### GIVEN DATA
=== Begin Enclosure ===
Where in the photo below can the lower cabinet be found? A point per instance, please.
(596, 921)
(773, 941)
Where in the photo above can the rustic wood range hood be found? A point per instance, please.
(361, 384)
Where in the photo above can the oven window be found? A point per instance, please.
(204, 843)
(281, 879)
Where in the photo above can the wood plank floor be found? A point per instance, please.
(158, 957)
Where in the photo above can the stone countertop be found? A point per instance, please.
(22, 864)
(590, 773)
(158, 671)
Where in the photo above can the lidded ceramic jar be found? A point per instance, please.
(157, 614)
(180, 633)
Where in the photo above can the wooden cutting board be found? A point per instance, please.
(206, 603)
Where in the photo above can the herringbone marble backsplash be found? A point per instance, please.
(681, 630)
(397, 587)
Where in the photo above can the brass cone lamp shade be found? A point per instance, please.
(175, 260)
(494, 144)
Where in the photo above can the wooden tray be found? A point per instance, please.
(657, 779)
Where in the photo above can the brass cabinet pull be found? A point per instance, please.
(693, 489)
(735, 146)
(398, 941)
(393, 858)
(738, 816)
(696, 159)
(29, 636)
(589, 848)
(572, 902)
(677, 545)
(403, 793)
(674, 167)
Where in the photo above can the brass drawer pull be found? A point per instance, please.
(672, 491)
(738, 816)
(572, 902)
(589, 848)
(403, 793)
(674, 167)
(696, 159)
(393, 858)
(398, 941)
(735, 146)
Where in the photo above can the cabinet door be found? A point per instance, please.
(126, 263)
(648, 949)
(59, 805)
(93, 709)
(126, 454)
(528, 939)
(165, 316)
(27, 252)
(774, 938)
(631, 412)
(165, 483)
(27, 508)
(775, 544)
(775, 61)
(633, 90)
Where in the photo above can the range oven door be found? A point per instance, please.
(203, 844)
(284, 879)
=== End Enclosure ===
Output the listing exactly. Leave no line out.

### SOLUTION
Where in the photo below can the lower cabinet be found? A point per instance, please.
(596, 921)
(773, 941)
Where in the photo above can the rustic wood range hood be found? A point per instance, please.
(361, 384)
Where in the photo above can the oven window be found? A point per instance, please.
(204, 843)
(281, 879)
Where in the photo above can the wood plank floor be found? A point per instance, please.
(158, 957)
Where in the photo above can the stone countertop be found? A point per instance, please.
(22, 864)
(590, 773)
(158, 671)
Where in the photo above can the lidded ceramic jar be found? A point per instance, please.
(157, 614)
(180, 633)
Where in the photo above can the wooden cutting board be found? A point per instance, please.
(206, 603)
Where in the photo above can the herringbone marble backsplash be found? A point per instance, please.
(681, 630)
(397, 587)
Where in the photo above can the brass cone lamp shade be found? A point per instance, please.
(175, 260)
(494, 144)
Where in the photo above can the wooden tray be found? A point per instance, please.
(657, 779)
Where in the photo above can the brass cabinet pull be found? A point per instance, please.
(693, 489)
(735, 146)
(398, 941)
(393, 858)
(738, 816)
(696, 159)
(29, 636)
(589, 848)
(572, 902)
(677, 545)
(403, 793)
(674, 167)
Where in the photo above can the brass drawer pull be found? A point per instance, please.
(672, 491)
(738, 816)
(572, 902)
(589, 848)
(403, 793)
(674, 167)
(696, 159)
(393, 858)
(398, 941)
(735, 146)
Where in the photo above can the cabinet door be found? A point per instance, please.
(126, 263)
(648, 949)
(59, 805)
(93, 709)
(126, 454)
(528, 939)
(165, 316)
(27, 252)
(774, 938)
(631, 412)
(165, 483)
(27, 508)
(775, 544)
(775, 61)
(633, 90)
Where in the photo above can the range oven door be found? A point per instance, please.
(203, 844)
(284, 879)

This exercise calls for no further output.